> **Your assignment**
Return the records exactly as they are.

> **Data**
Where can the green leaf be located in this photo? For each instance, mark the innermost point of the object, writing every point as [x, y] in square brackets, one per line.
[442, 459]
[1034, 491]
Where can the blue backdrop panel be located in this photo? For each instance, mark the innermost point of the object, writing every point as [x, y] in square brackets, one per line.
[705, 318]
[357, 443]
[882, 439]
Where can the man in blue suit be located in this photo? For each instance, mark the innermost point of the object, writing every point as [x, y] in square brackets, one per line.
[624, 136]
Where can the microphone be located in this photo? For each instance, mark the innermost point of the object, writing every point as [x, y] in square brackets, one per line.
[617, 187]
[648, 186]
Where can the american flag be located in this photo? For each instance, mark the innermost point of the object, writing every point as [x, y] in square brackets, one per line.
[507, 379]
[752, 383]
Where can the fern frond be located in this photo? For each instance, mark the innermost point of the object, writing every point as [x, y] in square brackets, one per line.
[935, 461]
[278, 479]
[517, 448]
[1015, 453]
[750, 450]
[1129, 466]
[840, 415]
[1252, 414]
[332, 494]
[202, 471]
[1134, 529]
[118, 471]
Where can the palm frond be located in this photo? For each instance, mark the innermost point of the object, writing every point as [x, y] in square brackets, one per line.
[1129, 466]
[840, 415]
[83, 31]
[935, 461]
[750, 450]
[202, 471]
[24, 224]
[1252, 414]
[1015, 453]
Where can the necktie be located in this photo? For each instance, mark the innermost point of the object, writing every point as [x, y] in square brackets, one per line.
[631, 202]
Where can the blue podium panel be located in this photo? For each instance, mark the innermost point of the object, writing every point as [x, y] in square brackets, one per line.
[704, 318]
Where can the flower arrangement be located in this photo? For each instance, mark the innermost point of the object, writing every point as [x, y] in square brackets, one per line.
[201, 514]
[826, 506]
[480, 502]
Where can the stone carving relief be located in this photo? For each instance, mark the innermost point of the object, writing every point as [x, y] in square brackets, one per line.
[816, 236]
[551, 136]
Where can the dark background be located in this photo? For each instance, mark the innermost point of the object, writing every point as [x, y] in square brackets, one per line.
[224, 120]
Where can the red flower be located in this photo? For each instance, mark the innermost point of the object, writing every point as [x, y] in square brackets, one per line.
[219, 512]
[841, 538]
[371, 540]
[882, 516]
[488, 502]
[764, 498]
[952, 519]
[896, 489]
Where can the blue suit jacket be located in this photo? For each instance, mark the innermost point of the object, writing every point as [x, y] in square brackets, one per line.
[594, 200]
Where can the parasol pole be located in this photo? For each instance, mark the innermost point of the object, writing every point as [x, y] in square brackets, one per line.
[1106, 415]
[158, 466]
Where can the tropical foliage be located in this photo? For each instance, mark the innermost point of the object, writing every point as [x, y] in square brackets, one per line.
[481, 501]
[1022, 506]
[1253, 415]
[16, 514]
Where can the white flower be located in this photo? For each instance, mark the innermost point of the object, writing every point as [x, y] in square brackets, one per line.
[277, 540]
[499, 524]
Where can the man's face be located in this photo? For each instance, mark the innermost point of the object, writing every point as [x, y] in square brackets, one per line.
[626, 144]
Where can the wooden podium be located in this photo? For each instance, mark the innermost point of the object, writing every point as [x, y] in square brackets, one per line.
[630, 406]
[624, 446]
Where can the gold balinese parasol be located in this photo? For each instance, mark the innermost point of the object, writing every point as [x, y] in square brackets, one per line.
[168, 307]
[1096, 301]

> **Final answer**
Where can the green leaf be located in this photo? For each instance, mark the innermost point of the object, writing every point as [x, y] in square brackets, one per line.
[442, 459]
[1034, 491]
Where can the blue backdrop panel be located in this photo? For each instance, mark the innermost point of the object, writing every point as [x, y] in square brackets, one per line.
[705, 318]
[357, 443]
[882, 439]
Where can the man in blue suit be located in this photo? For each instance, mark the innermost point of the object, writing every point as [x, y] in square brackets, one per line.
[624, 136]
Where can the microphone be located in this photo? For each instance, mark the innermost point of the object, writing every point as [x, y] in square brackets, one per line.
[617, 187]
[648, 186]
Where can the american flag be located in this photo? For each instance, mark the innermost point of the object, writing every point as [x, y] in square brackets, one per line.
[507, 379]
[752, 383]
Where can the fern frond be located in this photo? For each instance, mark the innermost point of the object, writing every point as [x, y] in square brackets, one per line.
[935, 461]
[278, 479]
[517, 448]
[1015, 453]
[750, 450]
[1129, 466]
[840, 415]
[1252, 414]
[332, 494]
[202, 471]
[1134, 529]
[118, 471]
Where can the palm frond be located in this photo? For each instance, mark the innermost point of the object, writing every point as [x, y] in square brackets, one per line.
[1129, 466]
[840, 415]
[83, 31]
[935, 461]
[750, 450]
[202, 471]
[24, 224]
[1252, 414]
[1015, 453]
Where can the necktie be located in this photo? For each instance, mark the innermost point of the object, writing every point as [x, y] in square brackets, one per line.
[631, 202]
Where can the blue podium panel be located in this photo? For each instance, mark the innermost point of the object, writing every point as [x, y] in square brackets, one per line.
[704, 318]
Where can the flower arrangement be located in this photo? For each instance, mark the innermost point of the object, writing every point as [x, y] in square brackets, one per line.
[201, 514]
[826, 506]
[480, 502]
Where can the stone carving relief be located in this photo? For each instance, mark the innermost point of the object, writing every point as [x, y] in square brackets, one per line.
[816, 236]
[551, 136]
Where can the dark background be located in this photo? For each instance, mark the innermost point of the object, writing every point as [x, y] in square brackets, one per line.
[224, 120]
Where can the red flower be located in this photo? For each instance, mark the innermost point of the object, writing every point as [x, y] in square brackets, one per line.
[219, 512]
[841, 538]
[371, 540]
[882, 516]
[488, 502]
[764, 498]
[952, 519]
[896, 489]
Where can the blue suit jacket be located in this photo? For each instance, mark the innermost point of the object, writing every point as [x, y] in square brackets, one per line.
[594, 200]
Where can the parasol pole be located in this photo? For each instance, mark the innermost point of the object, writing every point as [x, y] in square brackets, one per line.
[1106, 415]
[158, 466]
Where can the tropical foliage be located in this photo? For each instance, mark the innermost point of the object, writing every point as [x, y] in square brackets, one per line.
[481, 501]
[1022, 506]
[1253, 415]
[16, 514]
Where can the white flower be located in this photo? For each instance, mark the innermost point of the object, writing every point as [x, y] in square brackets, one per line.
[277, 540]
[499, 524]
Where can the man's face be located in this photo? For each instance, mark the innermost point of the object, writing every point as [x, y] in square brackets, one per line.
[626, 144]
Where can the wooden podium be located in this photo? For each instance, mark the innermost point of the object, writing every point as [x, y] in square brackets, one per line.
[630, 406]
[624, 446]
Where can the gold balinese parasol be located in this photo? For each instance, mark the innermost point of the object, writing every point as [x, y] in square brackets, one per line.
[168, 307]
[1096, 301]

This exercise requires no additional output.